__TASK PROMPT__:
Please return the listing exactly as written, but without its pictures.
◆ ◆ ◆ ◆
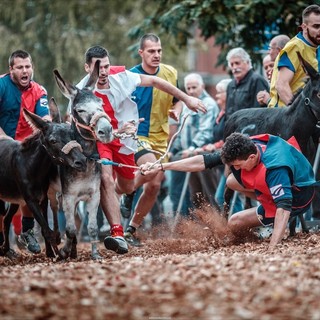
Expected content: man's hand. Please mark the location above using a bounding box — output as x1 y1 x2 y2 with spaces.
268 208 290 251
140 162 162 176
115 118 144 137
185 96 207 114
256 90 270 106
169 108 180 121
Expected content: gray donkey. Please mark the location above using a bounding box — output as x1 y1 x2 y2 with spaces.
53 61 114 260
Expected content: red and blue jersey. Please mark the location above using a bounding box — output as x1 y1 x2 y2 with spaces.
0 74 48 140
232 134 317 218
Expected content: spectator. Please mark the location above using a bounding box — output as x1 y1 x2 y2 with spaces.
268 5 320 108
0 49 50 254
257 35 290 106
169 73 219 214
267 4 320 219
256 54 274 106
197 78 243 213
225 47 269 119
268 34 290 61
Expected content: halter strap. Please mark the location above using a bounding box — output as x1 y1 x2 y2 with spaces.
70 113 110 141
302 91 320 121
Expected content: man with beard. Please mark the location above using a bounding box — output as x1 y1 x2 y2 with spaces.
225 47 269 119
268 4 320 108
0 50 50 254
268 4 320 220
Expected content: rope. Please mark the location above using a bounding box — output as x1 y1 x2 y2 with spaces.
148 112 191 169
97 113 191 171
97 159 140 169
◆ ◆ ◆ ◆
__WRITTEN SOLUTION__:
Expected content: man's hand. Please mark the location above using a bounding box — output as x1 y1 x2 y2 with spaces.
268 208 290 251
140 162 162 176
115 118 144 137
185 96 207 114
256 90 270 106
169 108 180 121
Expected content: gray donkey. Please mark the location above using a bounding box — output as x1 y1 x2 y2 with spaces.
53 61 114 260
Expected content: red and blue jersey. Please mark the location above using a bounding box — output as x1 y1 x2 y2 with spaces.
0 74 48 140
232 134 317 218
Expected content: spectator. Please mark the location above using a bounding box — output as x1 y1 x2 y2 with spaces.
268 5 320 108
0 49 50 254
257 35 290 106
169 73 219 214
267 4 320 219
256 54 274 106
197 78 243 213
225 47 269 119
268 34 290 61
Expected content: halter strap. Please mark the location above using a bounding box — output as x1 y1 x2 y2 with spaces.
70 113 110 141
302 91 320 121
Expected content: man with beard. Please mark the location above using a bounding box — output as x1 y1 x2 y2 with spaces.
225 47 269 119
268 4 320 108
0 50 50 254
268 4 320 220
Expected content: rope. Please mark the location above using a bounding box — output as x1 y1 x2 y2 with spaces.
148 112 191 169
97 113 191 171
97 159 140 169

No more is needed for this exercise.